§ **Exercise data**
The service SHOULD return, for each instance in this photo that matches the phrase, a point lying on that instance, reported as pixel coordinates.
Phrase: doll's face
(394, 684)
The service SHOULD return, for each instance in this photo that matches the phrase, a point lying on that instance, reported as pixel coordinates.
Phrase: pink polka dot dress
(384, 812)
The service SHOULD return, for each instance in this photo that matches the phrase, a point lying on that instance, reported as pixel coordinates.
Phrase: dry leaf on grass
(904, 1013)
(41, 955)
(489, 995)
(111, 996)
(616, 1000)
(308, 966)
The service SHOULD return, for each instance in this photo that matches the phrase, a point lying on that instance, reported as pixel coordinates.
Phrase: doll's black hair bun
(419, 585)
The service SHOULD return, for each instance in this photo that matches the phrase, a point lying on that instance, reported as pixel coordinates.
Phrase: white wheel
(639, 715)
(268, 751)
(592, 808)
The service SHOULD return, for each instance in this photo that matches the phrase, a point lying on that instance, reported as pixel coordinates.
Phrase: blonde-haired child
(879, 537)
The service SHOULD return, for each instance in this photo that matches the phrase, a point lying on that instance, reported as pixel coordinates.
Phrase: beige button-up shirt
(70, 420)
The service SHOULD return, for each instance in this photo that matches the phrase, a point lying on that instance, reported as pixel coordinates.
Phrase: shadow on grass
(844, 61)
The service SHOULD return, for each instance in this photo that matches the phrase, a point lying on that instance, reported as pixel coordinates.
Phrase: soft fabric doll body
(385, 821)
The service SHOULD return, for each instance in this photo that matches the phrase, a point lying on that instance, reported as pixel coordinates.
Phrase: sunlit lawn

* * *

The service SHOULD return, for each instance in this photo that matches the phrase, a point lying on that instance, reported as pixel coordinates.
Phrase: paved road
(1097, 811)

§ **Aim of the task**
Pull out every line of the items above that contains the string "doll".

§ **Solution to this task**
Phrase: doll's face
Phrase: doll's black hair bun
Phrase: soft fabric doll body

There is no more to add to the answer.